• **ASSIGNMENT**
Repeat nothing but the lines below running from the one containing "Phrase: diver in water" to the one containing "wetsuit, one line per instance.". Keep both end lines.

────────────────────────────────────────

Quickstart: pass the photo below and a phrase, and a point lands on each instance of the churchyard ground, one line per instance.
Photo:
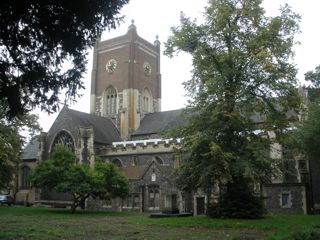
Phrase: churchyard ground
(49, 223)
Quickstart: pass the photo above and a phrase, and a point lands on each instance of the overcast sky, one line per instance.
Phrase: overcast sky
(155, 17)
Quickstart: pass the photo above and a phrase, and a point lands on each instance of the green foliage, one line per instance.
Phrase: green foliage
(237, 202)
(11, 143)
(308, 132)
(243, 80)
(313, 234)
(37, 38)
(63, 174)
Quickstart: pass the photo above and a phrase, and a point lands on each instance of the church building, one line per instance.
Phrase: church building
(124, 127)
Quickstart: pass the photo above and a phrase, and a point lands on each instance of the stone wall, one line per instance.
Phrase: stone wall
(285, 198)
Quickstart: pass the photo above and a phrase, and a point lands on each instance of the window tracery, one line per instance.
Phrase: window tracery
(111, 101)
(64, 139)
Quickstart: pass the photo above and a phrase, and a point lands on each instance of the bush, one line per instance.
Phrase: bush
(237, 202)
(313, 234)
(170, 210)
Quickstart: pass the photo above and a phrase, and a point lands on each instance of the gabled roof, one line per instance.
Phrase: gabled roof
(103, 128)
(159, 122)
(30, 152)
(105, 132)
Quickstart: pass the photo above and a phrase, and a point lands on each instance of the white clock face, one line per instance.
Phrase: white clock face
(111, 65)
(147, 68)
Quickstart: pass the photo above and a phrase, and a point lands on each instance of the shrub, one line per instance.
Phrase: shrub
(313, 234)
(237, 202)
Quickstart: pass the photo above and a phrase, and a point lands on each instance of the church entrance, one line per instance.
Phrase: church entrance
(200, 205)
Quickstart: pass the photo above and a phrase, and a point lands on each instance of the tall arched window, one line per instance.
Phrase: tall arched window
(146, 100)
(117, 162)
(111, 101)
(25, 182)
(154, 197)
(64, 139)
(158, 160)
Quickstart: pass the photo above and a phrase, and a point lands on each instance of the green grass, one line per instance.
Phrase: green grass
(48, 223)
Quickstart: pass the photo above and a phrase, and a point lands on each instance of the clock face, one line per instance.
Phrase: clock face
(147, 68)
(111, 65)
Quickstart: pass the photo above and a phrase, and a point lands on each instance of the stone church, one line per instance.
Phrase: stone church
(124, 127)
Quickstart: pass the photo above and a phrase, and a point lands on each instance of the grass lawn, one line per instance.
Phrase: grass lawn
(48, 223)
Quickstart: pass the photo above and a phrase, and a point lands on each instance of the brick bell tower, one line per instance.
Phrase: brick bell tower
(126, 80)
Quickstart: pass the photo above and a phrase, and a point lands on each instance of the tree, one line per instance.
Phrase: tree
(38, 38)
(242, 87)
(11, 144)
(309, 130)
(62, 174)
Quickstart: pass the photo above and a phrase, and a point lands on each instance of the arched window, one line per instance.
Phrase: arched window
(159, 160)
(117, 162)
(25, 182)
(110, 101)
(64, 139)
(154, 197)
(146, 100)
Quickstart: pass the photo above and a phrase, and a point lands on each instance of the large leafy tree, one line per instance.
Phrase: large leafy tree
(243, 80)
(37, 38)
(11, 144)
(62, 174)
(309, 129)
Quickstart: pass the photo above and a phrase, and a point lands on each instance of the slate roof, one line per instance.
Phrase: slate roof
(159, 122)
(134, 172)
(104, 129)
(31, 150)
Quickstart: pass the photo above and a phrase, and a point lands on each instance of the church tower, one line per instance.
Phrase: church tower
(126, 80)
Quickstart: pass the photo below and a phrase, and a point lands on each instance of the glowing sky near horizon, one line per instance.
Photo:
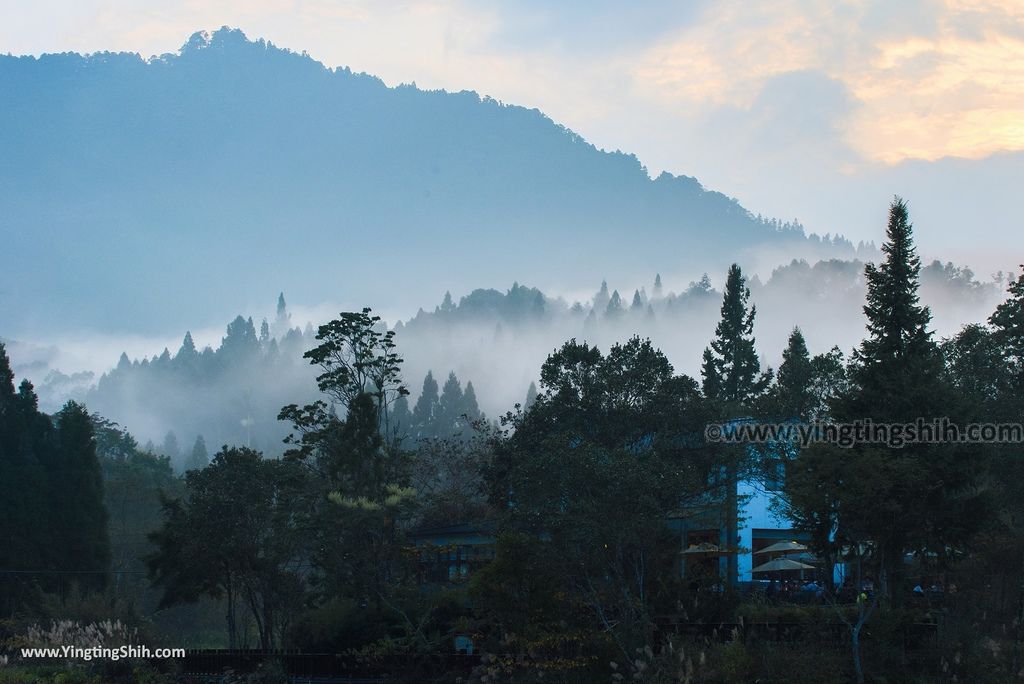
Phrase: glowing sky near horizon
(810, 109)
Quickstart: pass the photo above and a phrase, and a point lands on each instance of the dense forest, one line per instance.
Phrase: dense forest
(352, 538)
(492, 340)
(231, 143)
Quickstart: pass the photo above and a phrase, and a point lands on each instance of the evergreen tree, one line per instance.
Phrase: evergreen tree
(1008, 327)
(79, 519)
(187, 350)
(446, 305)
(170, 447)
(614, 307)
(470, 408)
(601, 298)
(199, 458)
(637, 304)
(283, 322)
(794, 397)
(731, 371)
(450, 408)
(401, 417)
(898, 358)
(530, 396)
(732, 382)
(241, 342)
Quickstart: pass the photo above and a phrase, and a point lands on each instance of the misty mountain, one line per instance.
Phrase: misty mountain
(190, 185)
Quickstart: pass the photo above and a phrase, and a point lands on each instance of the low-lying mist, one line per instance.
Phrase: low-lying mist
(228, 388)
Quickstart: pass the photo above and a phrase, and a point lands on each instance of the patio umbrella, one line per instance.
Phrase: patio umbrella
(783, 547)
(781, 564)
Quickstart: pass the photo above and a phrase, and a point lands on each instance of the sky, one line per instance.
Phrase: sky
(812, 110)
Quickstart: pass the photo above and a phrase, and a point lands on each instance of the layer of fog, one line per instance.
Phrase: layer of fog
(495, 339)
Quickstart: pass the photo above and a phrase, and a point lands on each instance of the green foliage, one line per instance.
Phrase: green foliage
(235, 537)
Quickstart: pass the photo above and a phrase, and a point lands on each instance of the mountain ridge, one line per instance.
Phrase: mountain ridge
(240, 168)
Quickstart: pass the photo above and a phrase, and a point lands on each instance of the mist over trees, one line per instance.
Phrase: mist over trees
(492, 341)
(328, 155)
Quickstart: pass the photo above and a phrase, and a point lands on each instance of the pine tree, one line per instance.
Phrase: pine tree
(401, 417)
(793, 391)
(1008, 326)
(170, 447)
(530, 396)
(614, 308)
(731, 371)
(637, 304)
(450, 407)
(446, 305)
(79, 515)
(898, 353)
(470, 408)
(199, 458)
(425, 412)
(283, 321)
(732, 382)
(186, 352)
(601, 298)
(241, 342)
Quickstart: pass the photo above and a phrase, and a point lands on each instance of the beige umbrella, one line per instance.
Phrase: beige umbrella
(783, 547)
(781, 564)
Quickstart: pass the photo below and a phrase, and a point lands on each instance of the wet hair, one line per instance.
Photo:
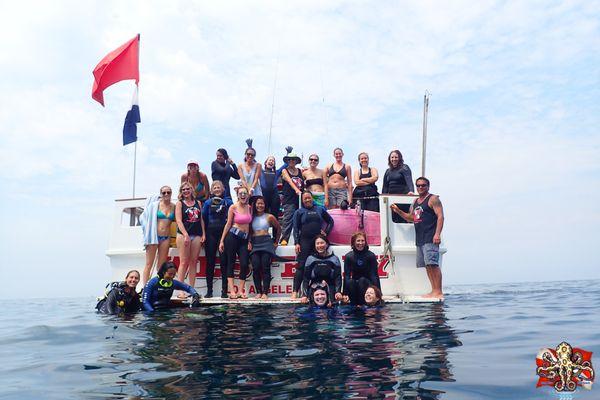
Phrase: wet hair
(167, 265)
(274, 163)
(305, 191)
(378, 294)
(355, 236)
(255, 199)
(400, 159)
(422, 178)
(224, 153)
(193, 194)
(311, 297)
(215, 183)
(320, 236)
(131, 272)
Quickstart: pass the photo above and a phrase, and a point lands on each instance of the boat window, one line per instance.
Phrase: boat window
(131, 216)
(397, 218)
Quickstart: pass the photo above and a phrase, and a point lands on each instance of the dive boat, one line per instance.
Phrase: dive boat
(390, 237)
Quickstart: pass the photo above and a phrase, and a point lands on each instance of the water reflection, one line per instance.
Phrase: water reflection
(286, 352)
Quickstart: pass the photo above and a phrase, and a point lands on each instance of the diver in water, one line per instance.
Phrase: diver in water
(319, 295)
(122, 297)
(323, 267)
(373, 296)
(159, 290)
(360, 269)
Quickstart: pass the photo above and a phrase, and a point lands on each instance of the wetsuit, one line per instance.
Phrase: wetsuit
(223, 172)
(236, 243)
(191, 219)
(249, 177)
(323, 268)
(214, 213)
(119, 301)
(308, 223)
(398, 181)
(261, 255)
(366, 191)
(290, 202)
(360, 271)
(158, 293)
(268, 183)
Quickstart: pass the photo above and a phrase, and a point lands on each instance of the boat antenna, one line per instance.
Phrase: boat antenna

────────────────────────────────────────

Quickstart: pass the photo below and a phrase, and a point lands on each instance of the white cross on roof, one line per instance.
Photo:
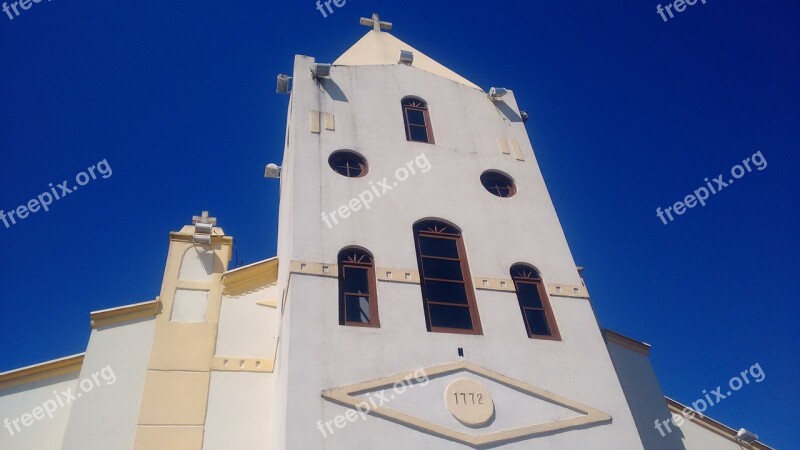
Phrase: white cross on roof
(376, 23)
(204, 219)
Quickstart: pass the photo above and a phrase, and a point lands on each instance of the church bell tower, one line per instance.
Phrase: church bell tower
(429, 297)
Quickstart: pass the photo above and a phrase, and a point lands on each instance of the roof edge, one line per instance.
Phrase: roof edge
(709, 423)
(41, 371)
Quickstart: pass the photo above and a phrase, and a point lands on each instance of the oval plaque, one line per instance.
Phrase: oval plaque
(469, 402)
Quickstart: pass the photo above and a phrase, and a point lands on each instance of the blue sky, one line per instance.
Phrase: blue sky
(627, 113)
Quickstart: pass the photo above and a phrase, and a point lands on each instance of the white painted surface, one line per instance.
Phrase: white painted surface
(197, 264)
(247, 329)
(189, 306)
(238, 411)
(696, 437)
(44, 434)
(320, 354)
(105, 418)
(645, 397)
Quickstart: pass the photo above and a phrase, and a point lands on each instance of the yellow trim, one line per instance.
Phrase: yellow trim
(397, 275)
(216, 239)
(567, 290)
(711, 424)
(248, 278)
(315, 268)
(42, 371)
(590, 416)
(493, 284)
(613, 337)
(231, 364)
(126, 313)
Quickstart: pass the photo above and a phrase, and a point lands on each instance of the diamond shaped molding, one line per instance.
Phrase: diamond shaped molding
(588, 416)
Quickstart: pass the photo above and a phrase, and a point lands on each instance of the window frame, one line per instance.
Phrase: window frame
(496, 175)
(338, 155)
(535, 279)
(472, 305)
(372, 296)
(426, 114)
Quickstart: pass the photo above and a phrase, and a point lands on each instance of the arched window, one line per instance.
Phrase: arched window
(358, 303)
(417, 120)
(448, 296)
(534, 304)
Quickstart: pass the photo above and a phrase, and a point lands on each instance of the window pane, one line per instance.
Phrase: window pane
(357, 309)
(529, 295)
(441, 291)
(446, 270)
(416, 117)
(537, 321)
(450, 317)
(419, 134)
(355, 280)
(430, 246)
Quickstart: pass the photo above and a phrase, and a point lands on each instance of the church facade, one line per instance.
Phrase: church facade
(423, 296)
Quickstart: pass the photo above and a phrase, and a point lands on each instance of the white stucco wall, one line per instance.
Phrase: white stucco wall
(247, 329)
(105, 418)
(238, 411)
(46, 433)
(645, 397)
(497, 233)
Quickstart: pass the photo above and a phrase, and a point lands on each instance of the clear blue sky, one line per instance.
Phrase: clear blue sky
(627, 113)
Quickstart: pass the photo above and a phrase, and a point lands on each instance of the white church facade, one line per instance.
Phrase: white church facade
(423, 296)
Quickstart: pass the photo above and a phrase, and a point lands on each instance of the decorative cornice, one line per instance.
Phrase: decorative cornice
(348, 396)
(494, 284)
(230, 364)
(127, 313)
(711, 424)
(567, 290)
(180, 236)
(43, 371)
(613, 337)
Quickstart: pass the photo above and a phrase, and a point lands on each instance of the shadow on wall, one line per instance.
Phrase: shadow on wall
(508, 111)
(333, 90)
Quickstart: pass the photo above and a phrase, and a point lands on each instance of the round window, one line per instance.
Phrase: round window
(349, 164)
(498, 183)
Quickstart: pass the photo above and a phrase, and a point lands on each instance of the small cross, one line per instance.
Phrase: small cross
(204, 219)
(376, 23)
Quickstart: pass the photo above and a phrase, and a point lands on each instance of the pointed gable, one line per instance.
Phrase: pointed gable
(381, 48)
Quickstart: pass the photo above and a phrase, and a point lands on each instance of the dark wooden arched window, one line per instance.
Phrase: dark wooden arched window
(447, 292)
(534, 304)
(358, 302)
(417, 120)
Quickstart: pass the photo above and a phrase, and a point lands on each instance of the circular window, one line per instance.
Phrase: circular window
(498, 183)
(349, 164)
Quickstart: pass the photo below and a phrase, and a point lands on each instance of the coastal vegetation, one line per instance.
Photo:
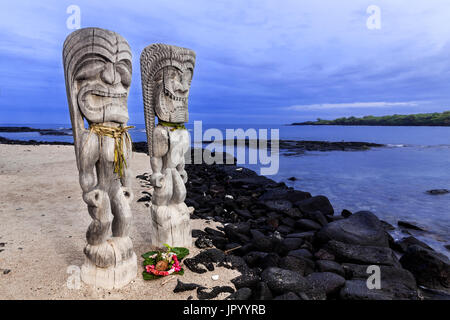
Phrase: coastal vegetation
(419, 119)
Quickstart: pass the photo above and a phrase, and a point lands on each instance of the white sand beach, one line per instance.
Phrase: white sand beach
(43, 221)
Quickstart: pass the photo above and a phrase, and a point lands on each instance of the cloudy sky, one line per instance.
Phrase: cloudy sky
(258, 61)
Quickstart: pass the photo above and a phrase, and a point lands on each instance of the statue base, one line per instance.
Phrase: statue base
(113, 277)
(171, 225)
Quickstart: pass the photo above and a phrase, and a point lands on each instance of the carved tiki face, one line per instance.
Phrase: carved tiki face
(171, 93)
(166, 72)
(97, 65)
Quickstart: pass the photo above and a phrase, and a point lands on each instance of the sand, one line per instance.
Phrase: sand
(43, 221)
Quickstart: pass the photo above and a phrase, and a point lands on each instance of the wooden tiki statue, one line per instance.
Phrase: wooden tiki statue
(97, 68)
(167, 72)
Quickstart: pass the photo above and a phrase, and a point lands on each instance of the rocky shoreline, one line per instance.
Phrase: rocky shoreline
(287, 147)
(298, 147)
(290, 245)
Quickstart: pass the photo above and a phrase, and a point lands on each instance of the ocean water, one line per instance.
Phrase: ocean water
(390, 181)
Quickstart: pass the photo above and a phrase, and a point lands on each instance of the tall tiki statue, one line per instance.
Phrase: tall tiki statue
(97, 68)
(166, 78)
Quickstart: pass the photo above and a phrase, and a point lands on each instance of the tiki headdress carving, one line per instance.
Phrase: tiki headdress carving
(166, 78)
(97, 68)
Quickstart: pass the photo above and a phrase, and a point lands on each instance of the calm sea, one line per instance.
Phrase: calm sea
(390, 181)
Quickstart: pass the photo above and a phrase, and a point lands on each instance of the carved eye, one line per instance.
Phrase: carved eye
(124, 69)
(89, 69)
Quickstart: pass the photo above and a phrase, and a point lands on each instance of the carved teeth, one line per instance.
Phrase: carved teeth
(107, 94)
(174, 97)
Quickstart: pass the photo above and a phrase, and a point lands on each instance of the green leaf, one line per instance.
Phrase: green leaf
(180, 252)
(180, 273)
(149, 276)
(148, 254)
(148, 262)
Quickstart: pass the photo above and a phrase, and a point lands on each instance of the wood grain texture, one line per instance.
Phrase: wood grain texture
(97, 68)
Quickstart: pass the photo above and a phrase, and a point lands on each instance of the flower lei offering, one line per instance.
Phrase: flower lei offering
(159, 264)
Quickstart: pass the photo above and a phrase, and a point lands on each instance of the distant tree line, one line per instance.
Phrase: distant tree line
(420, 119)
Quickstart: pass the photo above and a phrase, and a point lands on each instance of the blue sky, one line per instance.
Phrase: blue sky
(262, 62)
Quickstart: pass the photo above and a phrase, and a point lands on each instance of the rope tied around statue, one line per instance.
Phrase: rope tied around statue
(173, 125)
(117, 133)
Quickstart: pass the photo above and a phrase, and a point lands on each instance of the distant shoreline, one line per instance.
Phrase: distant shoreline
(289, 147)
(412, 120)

────────────────────────────────────────

• **ANSWER SECTION**
Phrase: diver in water
(319, 295)
(122, 297)
(323, 267)
(373, 296)
(159, 290)
(360, 269)
Quickstart: pass the photo above and a phrase, and a point lands on each instance of the wetsuit, one line per instance.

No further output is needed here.